Short task → Please copy out all of the records below character for character, leaving out the pictures.

Data for processing →

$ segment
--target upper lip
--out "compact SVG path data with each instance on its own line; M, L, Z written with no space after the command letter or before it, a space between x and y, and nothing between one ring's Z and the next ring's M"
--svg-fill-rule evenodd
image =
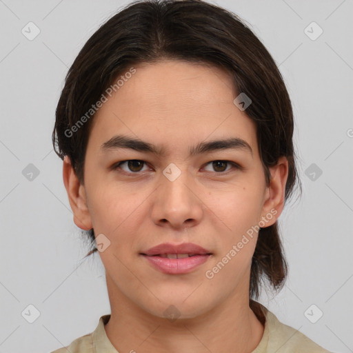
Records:
M146 251L142 252L141 254L148 256L161 255L163 254L194 254L197 255L206 255L211 254L211 252L192 243L183 243L179 245L164 243L154 246Z

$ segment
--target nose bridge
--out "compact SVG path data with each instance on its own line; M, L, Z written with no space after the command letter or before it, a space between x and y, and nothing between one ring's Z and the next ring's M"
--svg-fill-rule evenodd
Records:
M165 219L177 227L187 220L198 220L202 210L195 193L192 175L186 165L169 164L161 175L161 183L153 205L154 221Z

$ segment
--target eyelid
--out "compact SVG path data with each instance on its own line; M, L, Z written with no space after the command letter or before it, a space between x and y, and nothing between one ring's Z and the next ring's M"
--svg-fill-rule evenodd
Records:
M119 162L117 162L113 164L113 165L112 166L112 170L117 170L118 168L120 167L120 165L125 162L129 162L129 161L139 161L139 162L142 162L144 163L144 165L147 165L148 164L148 162L146 162L145 161L143 161L143 159L125 159L124 161L120 161ZM242 167L241 165L240 165L239 163L236 163L236 162L234 162L232 161L229 161L228 159L213 159L212 161L210 161L207 163L205 163L203 166L205 166L205 165L208 165L208 164L212 163L212 162L225 162L227 163L228 164L230 164L231 165L233 168L235 168L235 169L238 169L239 170L243 170L245 168L243 167ZM231 169L230 169L229 170L227 170L226 172L214 172L217 174L227 174L228 172L229 172L230 170L231 170ZM125 172L124 170L123 170L123 172L128 174L141 174L141 172Z

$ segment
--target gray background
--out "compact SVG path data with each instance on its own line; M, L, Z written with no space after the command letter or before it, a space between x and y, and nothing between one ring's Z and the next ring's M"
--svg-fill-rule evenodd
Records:
M126 3L0 0L1 352L50 352L91 332L110 312L99 256L82 260L87 246L51 134L68 68ZM251 24L279 65L296 119L303 195L280 217L290 274L277 296L263 292L260 301L327 349L353 352L353 1L214 3ZM40 30L32 40L21 32L35 34L30 21ZM312 39L305 32L312 21L323 30L315 40L319 28L306 30ZM315 323L305 314L312 304L312 321L323 313ZM29 305L40 312L33 323Z

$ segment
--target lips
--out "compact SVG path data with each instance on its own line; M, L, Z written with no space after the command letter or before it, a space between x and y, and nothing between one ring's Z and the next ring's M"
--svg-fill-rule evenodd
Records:
M169 243L159 244L141 252L143 255L149 256L154 255L167 255L169 254L188 255L207 255L211 252L192 243L183 243L179 245L173 245Z
M168 274L191 272L208 261L212 253L192 243L160 244L140 254L154 268Z

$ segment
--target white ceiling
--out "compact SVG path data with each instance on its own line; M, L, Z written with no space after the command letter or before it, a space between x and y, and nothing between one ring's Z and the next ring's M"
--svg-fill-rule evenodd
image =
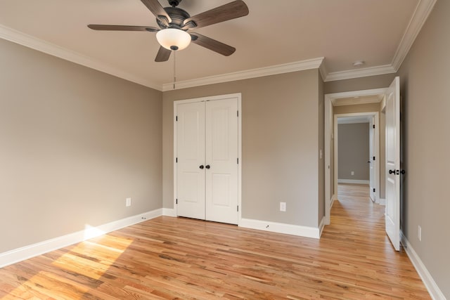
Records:
M183 0L179 7L195 15L231 1ZM177 52L181 86L317 67L321 58L326 81L394 72L435 2L244 1L248 16L196 30L236 53L225 57L195 44ZM140 0L0 1L0 38L160 90L173 81L173 54L154 61L154 33L94 31L88 24L158 27ZM359 60L366 64L354 68Z

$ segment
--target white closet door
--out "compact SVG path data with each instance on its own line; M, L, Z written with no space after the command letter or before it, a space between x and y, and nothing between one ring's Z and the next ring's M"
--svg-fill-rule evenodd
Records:
M386 233L400 250L400 78L386 93Z
M206 219L238 223L238 98L206 102Z
M177 117L177 214L205 219L205 103L178 105Z

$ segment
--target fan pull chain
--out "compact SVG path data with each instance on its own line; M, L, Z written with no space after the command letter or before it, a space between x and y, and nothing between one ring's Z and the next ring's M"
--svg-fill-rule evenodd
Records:
M176 82L176 51L174 52L174 89L175 89L175 83Z

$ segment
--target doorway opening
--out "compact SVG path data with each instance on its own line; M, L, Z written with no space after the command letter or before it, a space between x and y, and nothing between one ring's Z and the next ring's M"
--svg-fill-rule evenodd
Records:
M384 117L381 112L385 101L386 89L355 91L325 95L325 223L330 224L330 209L338 197L338 118L359 118L368 121L372 127L373 150L370 164L373 165L373 189L371 196L377 203L383 204L384 196ZM345 120L345 119L342 119ZM382 133L380 136L380 133ZM380 142L381 141L381 142ZM375 159L373 157L375 156ZM369 161L367 157L367 162ZM370 176L370 174L369 174ZM370 184L370 177L369 177Z

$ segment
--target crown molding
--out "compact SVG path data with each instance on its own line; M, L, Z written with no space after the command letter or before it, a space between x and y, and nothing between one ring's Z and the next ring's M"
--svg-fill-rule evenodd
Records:
M436 1L437 0L419 0L390 65L366 67L354 70L349 70L342 72L334 72L327 74L325 81L349 79L397 72L401 65L401 63L403 63L403 60L408 55L420 30L422 30L422 27L428 18L430 13L431 13L431 11L432 11L436 4Z
M177 81L175 83L175 89L174 89L174 83L171 82L162 85L162 91L205 86L207 84L221 84L223 82L276 75L277 74L289 73L291 72L304 71L305 70L318 69L321 65L322 65L323 61L323 58L318 58L295 63L235 72L221 75L210 76L196 79Z
M150 82L148 80L139 78L119 69L111 67L107 64L99 62L92 58L83 56L77 52L60 47L42 39L37 39L1 25L0 25L0 38L31 48L34 50L37 50L38 51L43 52L46 54L49 54L78 65L84 65L84 67L88 67L91 69L96 70L117 77L122 78L131 82L161 91L161 86L160 84L155 84L153 82Z
M401 38L399 47L395 52L391 65L396 72L401 65L401 63L406 57L408 52L413 46L417 35L422 30L422 27L428 18L437 0L419 0L413 17L408 24L406 30Z
M325 81L334 81L336 80L350 79L352 78L366 77L367 76L382 75L384 74L395 73L396 72L397 70L391 65L378 65L363 69L328 73Z
M318 58L283 65L277 65L179 81L176 83L174 89L186 89L316 68L319 68L322 79L323 79L324 81L333 81L395 73L400 67L403 60L411 49L436 1L437 0L419 0L390 65L328 73L325 65L324 58ZM54 44L37 39L1 25L0 25L0 38L158 91L166 91L174 89L173 82L164 84L162 86L154 82L150 82L143 78L112 67L92 58L83 56Z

Answer for this exercise →
$ segment
--target upper lip
--out "compact SVG path data with each instance on its own line; M, L, Z written with no space after the command letter or before it, a space between x and y, and nothing between one ring's Z and the next ring's M"
--svg-fill-rule evenodd
image =
Records:
M146 251L142 252L141 254L148 256L161 255L163 254L194 254L197 255L206 255L211 254L211 252L192 243L183 243L179 245L164 243L154 246Z

$ segment
--target nose bridge
--out "compact SVG path data with each instance on its own line; M, L, Z written with no space after the command letter or before it, a space between x and y, and nothing between one ring's Z and the next ring's M"
--svg-fill-rule evenodd
Records:
M165 219L177 227L187 220L198 220L202 210L195 193L192 175L186 165L169 164L161 175L161 183L153 205L154 221Z

$ segment
--target eyelid
--out "compact SVG path data with each instance on its own line; M, L, Z written with no space after the command letter or before it, a space between x and y, and nothing between one ring's Z and the next ring's M"
--svg-fill-rule evenodd
Records:
M119 162L117 162L113 164L113 165L112 166L112 170L117 170L118 168L120 167L120 165L125 162L129 162L129 161L139 161L139 162L142 162L144 163L144 165L147 165L148 164L148 162L146 162L145 161L143 161L143 159L125 159L124 161L120 161ZM242 167L241 165L240 165L239 163L236 163L236 162L234 162L232 161L229 161L228 159L213 159L212 161L210 161L207 163L205 163L203 166L205 166L205 165L208 165L208 164L212 163L212 162L225 162L227 163L228 164L230 164L231 165L233 168L235 168L235 169L238 169L239 170L243 170L245 168L243 167ZM231 169L230 169L229 170L227 170L226 172L214 172L217 174L227 174L228 172L229 172L230 170L231 170ZM125 172L124 170L123 170L123 172L128 174L141 174L141 172Z

$ segment
--target gray background
--out "compact SVG path data with each instance on its own line; M, L, Z written with no space after the command letter or before it, a space between x and y, and nothing between one ring's Z and the next ring's M"
--svg-fill-rule evenodd
Records:
M126 3L0 0L1 352L50 352L91 332L110 312L99 256L82 260L87 246L51 134L68 68ZM251 24L279 65L296 119L303 195L280 217L290 274L277 296L263 292L260 301L327 349L353 352L353 1L214 3ZM40 30L32 40L21 32L35 34L30 21ZM312 39L305 32L312 21L323 30L315 40L319 28L306 30ZM315 323L305 314L312 304L312 321L323 313ZM29 305L40 312L33 323Z

$ segment
--target lips
--out "compact SVG path data with each instance on its own line; M, L, Z written with no space after the command letter or before it, a space between x and y, and nothing between one ring's Z and the next ring's M"
--svg-fill-rule evenodd
Records:
M169 243L159 244L141 252L143 255L149 256L154 255L167 255L169 254L188 255L207 255L211 252L192 243L183 243L179 245L173 245Z
M168 274L191 272L208 261L212 253L192 243L160 244L140 254L154 268Z

$ segment
--target white ceiling
--out "compact SVG path data with each instance on its own line; M, L, Z written with no space after the command letter or before it, a space between x and y, and nothing between one ring's Z and the next ring's M"
--svg-fill-rule evenodd
image =
Records:
M183 0L179 7L195 15L231 1ZM177 52L181 86L317 67L321 58L326 81L394 72L435 2L244 1L248 16L196 30L236 53L225 57L195 44ZM140 0L0 1L0 38L160 90L173 81L173 54L154 61L154 33L94 31L88 24L158 27ZM359 60L366 64L354 68Z

$ segment
--target white closet door
--out "compact SVG path data with each instance on its own line; M, L, Z written with no space after the command letter or before it, a space between x and y, and nothing between one ring's Z and the next ring's M"
--svg-fill-rule evenodd
Records:
M386 233L400 250L400 78L386 93Z
M206 219L238 223L238 98L206 102Z
M177 117L177 214L205 219L205 103L178 105Z

$ segment
--target fan pull chain
--out "compact SVG path data with each instance on its own line; M, L, Z written with no space after the command letter or before it, a space between x and y, and nothing between one ring's Z and the next ring's M"
--svg-fill-rule evenodd
Records:
M176 82L176 51L174 52L174 89L175 89L175 83Z

$ segment
--target doorway opening
--out "compact SVG path data with each instance on its own line; M, L, Z written with no space after the command letter or before it, a space between x and y, and nothing between one ring's Z and the next ring's M"
--svg-fill-rule evenodd
Records:
M384 117L381 112L385 101L386 89L355 91L325 95L325 223L330 224L330 209L338 197L338 118L359 118L368 121L372 127L373 150L370 164L373 165L373 189L371 196L377 203L383 204L384 196ZM345 120L345 119L342 119ZM382 133L380 136L380 133ZM380 142L381 141L381 142ZM375 159L373 157L375 156ZM369 161L367 157L367 162ZM370 176L370 174L369 174ZM370 184L370 177L369 177Z

$ segment
--target crown molding
--out "compact SVG path data with each instance on its own line; M, L, Z written with no space after the command letter or before it, a space between x and y, and nothing between one ring's Z and the next ring's M"
--svg-fill-rule evenodd
Records:
M436 1L437 0L419 0L390 65L366 67L354 70L349 70L342 72L334 72L327 74L325 81L349 79L397 72L401 65L401 63L403 63L403 60L408 55L420 30L422 30L422 27L428 18L430 13L431 13L431 11L432 11L436 4Z
M177 81L175 83L175 89L174 89L174 83L171 82L162 85L162 91L205 86L207 84L221 84L223 82L276 75L277 74L289 73L291 72L304 71L305 70L318 69L321 65L322 65L323 61L323 58L318 58L295 63L235 72L221 75L210 76L196 79Z
M150 82L148 80L139 78L119 69L111 67L107 64L99 62L92 58L83 56L77 52L60 47L42 39L37 39L1 25L0 25L0 38L31 48L34 50L37 50L38 51L43 52L46 54L49 54L78 65L84 65L84 67L88 67L91 69L96 70L117 77L122 78L131 82L161 91L161 86L160 84L155 84L153 82Z
M401 38L399 47L395 52L391 65L396 72L401 65L401 63L406 57L408 52L413 46L417 35L422 30L422 27L428 18L437 0L419 0L413 17L408 24L406 30Z
M325 81L334 81L336 80L350 79L352 78L366 77L367 76L382 75L384 74L395 73L396 72L397 70L391 65L378 65L363 69L328 73Z
M318 58L283 65L277 65L179 81L176 83L174 89L186 89L316 68L319 68L322 79L323 79L324 81L333 81L395 73L400 67L403 60L411 49L436 1L437 0L419 0L390 65L328 73L325 65L324 58ZM54 44L37 39L1 25L0 25L0 38L158 91L166 91L174 89L173 82L164 84L162 86L154 82L150 82L143 78L112 67L92 58L83 56Z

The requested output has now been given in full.